Open-set Object Detection on Instagram Images

After the image collection is finalized, the next action is the identification of objects in the gathered images. The focus of this analysis is on fashion-related items; therefore, it is essential to mitigate the effects of background elements and items unrelated to fashion.

This session will focus solely on object detection, reserving the task of filtering out non-fashion-related objects for the next phase.

Setup Grounded-Segment-Anything

Thanks to the contributions of the open-source community, a variety of open-set object detection models are now freely available. For this particular use case, I primarily utilize the pipelines from Grounded-Segment-Anything, incorporating several customized modifications to align with specific project needs.

Image source: Grounded-Segment-Anything

To start, it’s necessary to configure the required environment and dependencies following the guidelines provided in Grounded-Segment-Anything.

For this specific use case, setting up RAM (Recognize Anything Model) and GroundingDINO is sufficient. To create a local GPU environment for GroundingDINO without using Docker, manual configuration of the environment variable is required. Detailed guidance can be found in this GitHub issue: issue-360.

The pretrained models can be accessed via the links below. These models should be downloaded to a local directory for subsequent use.

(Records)
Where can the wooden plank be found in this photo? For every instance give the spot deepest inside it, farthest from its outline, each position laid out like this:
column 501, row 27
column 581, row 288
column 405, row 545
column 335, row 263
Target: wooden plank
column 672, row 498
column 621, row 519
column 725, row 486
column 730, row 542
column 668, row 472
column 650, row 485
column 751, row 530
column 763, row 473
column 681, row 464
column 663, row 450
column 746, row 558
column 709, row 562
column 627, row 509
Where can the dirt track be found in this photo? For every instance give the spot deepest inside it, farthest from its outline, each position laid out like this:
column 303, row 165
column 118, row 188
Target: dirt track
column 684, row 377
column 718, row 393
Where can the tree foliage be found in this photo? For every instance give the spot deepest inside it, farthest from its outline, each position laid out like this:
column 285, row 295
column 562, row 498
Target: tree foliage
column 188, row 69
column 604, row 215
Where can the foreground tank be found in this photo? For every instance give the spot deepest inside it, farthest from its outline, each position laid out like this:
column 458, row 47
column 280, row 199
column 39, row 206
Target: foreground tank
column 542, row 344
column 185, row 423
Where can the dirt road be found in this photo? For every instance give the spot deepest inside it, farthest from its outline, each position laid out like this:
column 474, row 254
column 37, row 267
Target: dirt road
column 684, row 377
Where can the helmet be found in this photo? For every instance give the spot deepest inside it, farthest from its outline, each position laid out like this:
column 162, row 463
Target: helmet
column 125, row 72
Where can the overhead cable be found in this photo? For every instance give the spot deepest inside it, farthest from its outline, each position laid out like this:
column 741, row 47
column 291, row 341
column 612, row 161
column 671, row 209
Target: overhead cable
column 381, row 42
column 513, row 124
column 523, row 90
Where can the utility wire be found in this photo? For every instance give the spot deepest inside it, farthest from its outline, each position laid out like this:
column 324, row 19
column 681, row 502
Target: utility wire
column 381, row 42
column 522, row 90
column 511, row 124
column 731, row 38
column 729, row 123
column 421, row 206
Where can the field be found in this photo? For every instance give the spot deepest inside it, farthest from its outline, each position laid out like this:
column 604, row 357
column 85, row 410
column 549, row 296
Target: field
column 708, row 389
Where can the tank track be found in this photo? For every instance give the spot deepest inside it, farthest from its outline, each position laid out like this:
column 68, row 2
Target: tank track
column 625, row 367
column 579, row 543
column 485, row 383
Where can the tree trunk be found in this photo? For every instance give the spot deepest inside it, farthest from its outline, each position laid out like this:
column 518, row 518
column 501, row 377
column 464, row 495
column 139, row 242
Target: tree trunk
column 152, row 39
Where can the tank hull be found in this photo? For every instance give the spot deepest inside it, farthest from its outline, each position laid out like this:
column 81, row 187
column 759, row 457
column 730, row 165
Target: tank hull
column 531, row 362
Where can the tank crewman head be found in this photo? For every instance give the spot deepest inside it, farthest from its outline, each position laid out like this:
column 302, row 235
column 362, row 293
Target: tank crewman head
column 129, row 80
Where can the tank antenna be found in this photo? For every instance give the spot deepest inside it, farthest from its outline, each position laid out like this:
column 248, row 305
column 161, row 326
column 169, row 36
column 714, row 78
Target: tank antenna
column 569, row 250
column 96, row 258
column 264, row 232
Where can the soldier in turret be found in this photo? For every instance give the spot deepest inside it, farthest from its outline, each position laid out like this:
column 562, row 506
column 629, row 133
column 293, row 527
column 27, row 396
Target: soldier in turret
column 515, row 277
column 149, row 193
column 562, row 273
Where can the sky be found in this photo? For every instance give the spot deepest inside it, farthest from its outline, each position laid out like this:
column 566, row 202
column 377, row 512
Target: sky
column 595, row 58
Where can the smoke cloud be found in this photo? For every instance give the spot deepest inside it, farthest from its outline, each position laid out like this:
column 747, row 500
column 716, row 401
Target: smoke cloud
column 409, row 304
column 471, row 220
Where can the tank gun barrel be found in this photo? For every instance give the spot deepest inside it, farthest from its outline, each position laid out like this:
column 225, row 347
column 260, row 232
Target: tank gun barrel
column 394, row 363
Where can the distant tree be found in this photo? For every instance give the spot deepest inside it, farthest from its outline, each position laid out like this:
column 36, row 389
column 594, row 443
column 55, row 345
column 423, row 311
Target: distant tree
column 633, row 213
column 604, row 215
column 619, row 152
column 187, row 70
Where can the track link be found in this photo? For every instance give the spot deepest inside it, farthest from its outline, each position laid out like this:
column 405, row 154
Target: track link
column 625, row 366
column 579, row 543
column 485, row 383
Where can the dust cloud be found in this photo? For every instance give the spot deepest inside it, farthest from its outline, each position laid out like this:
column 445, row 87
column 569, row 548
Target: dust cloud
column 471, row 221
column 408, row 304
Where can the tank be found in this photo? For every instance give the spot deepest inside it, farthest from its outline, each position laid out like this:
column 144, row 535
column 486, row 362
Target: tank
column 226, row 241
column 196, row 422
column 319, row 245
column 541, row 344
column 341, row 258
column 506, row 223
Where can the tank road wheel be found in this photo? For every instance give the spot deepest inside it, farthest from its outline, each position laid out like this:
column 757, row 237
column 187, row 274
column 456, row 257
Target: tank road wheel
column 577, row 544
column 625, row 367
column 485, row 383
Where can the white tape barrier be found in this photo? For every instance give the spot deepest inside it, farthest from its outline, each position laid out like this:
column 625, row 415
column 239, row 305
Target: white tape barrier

» **Written exercise 1**
Print the part of the object detection write-up starting with "Image source: Grounded-Segment-Anything" and going on through "GitHub issue: issue-360.".
» **Written exercise 2**
In the object detection write-up, which two components does the author say are enough to set up for this use case?
» **Written exercise 3**
Pick up the object detection write-up from its last sentence and carry it forward.
The items have no connection to the object detection write-up.

» **Written answer 1**
Image source: Grounded-Segment-Anything

To start, it’s necessary to configure the required environment and dependencies following the guidelines provided in Grounded-Segment-Anything.

For this specific use case, setting up RAM (Recognize Anything Model) and GroundingDINO is sufficient. To create a local GPU environment for GroundingDINO without using Docker, manual configuration of the environment variable is required. Detailed guidance can be found in this GitHub issue: issue-360.

» **Written answer 2**
RAM (Recognize Anything Model) and GroundingDINO.

» **Written answer 3**
Model	Pretrained Model Link
RAM (Recognize Anything Model)	ram_swin_large_14m
GroundingDINO	groundingdino_swint_ogc

Pipeline Overview

The major steps are:

Load and process the image for RAM and GroundingDINO models.
Get predicted tags using RAM.
Obtain bounding boxes and phrases from GroundingDINO based on the predicted tags from the previous step.
Process bounding boxes and phrases for the final output.

The simplified version of the inference process is presented as below:

def inference(self, image_path, res_path, debug=False):
    # Load and process image
    image_pil, image_gdino, image_ram = self.process_image(image_path)

    # Recognize Anything Model
    tags = self.get_auto_tags(image_ram)

    # GroundingDINO
    bboxes, scores, phrases = self.get_grounding_output(image_gdino, tags)
    bboxes_processed, phrases_processed = self.process_bboxes(
        image_pil, bboxes, scores, phrases
    )

Results

The following are sample outcomes produced by the pipeline. The final results comprise a list of bounding boxes and their corresponding tags, depicted on the right side of each image. Additionally, the initial tags predicted by RAM are displayed at the bottom of each example for reference.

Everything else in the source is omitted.